We will have to be "very" careful while rewriting the solvers. I just came
across another of Professor Fateman's paper which describes why the
solution of z**w == y for z isn't simply y**(1/w).

http://www.cs.berkeley.edu/~fateman/papers/y=z2w.pdf

Sadly we doing it wrong.

We are also wrongly simplifying y - (y**(1/(1 + I)))**(1 + I) as 0.

In [58]: f

Out[58]: y - (y**(1/(1 + I)))**(1 + I)


In [59]: simplify(f)

Out[59]: 0




On 17 March 2014 16:39, Harsh Gupta <[email protected]> wrote:

> >> We won't be able to support such output with our new output API
> >> assert solve(x - exp(x), x, implicit=True) == [exp(x)]
>
> > How is this implemented?
>
> I read the code and it appears.
> Things like exp(x) are replaced by dummy symbols and then solve is allowed
> to run on it. After the solution is obtained the dummy symbols are replaced
> back with their original values.
>
>
>
> On 17 March 2014 05:53, Aaron Meurer <[email protected]> wrote:
>
>> Looking through my notes
>> (https://github.com/sympy/sympy/wiki/assumptions_handlers, pardon the
>> formatting; it looks better in emacs), I see that most of the wrong
>> results I saw were not in the "core" facts, like positive or real
>> (other than the ones you probably already knew about with infinities
>> https://github.com/sympy/sympy/issues/5976). It looks like most of the
>> blatant wrong results that I found were in ntheory (and yes, I am
>> guilty of not ever opening issues for these things)
>>
>> In [2]: ask(Q.prime(x*y), Q.integer(x)&Q.integer(y))

RECORD SET ::
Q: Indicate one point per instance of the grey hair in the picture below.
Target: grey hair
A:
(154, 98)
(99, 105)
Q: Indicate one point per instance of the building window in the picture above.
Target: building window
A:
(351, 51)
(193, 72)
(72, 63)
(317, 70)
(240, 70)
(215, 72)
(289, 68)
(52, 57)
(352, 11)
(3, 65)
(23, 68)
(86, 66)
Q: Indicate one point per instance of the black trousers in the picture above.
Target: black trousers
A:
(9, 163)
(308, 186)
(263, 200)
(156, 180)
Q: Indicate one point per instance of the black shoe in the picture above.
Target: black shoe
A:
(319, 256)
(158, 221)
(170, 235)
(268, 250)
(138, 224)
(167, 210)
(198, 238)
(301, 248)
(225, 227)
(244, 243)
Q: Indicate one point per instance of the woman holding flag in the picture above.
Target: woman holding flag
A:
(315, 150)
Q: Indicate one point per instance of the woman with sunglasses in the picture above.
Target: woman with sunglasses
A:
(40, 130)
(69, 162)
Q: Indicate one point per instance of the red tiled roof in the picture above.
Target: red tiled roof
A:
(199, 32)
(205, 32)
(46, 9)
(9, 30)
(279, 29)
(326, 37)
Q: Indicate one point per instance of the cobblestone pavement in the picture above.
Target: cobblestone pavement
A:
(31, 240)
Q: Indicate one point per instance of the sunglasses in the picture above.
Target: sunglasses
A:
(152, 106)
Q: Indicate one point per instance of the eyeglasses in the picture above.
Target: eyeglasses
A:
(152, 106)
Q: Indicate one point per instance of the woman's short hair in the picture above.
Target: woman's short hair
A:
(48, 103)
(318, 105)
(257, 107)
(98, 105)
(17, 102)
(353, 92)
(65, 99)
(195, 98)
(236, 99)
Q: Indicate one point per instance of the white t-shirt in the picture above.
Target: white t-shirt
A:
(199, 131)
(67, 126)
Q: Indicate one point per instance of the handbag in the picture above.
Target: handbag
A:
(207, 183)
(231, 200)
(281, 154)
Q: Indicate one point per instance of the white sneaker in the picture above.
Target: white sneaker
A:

DIRECTIVES ::
A) Find each line of the records that contains the string "pavement", treating uppercase and lowercase as distinct, and copy those lines.
B) Pick up the SymPy solver thread after its final line and continue it.
The SymPy solver thread and the records have no connection to each other.

SOLVED PROBLEMS ::
A)
Q: Indicate one point per instance of the cobblestone pavement in the picture above.
Target: cobblestone pavement

B)
>> Out[2]: False
>>
>> In [3]: ask(Q.prime(x**y), Q.integer(x)&Q.integer(y))
>> Out[3]: False
>>
>> In [6]: ask(Q.integer(abs(x)), ~Q.integer(x))
>> Out[6]: False
>>
>> I leave it as an exercise to the reader why each of the above is
>> incorrect.
>>
>> But more to the point, as I noted in at the bottom of that wiki page,
>> the new assumptions handlers code is very fragile. If you accidentally
>> use the wrong kind of Python logic instead of fuzzy logic, you can
>> return False instead of None. In the best case, you just end up not
>> implementing as much as you thought you were, but in the worst case,
>> you get a wrong result.
>>
>> There are subtle issues that can come up (similar to the
>> https://github.com/sympy/sympy/issues/5976 one) with the new
>> assumptions not being consistant in how it defines assumptions. It
>> doesn't help that it quite often calls out to some external routine to
>> calculate something, which may or may not use the same definition of
>> the assumption that it does. It also uses evalf on most assumptions
>> relating to numbers, which can have its own issues.
>>
>> Aaron Meurer
>>
>> On Sun, Mar 16, 2014 at 5:32 PM, Matthew Rocklin <[email protected]>
>> wrote:
>> > Recall that sets mostly lives in the core.  In particular I think that
>> > Interval and maybe Union have been used in the core for some time and
>> > FiniteSet has made itself useful in the last couple years.
>> >
>> >
>> > On Sun, Mar 16, 2014 at 3:31 PM, Matthew Rocklin <[email protected]>
>> wrote:
>> >>
>> >> > By the way, I didn't know that the sets use exclusively the new
>> >> > assumptions (assuming that is indeed what you are saying here).
>> >>
>> >> That is not what I'm saying.  S.Integers and S.Naturals use new
>> >> assumptions.  Most of the logic behind core sets doesn't explicitly
>> think
>> >> about assumptions at all.  So, perhaps worse, sets implicitly uses some
>> >> combination of the two.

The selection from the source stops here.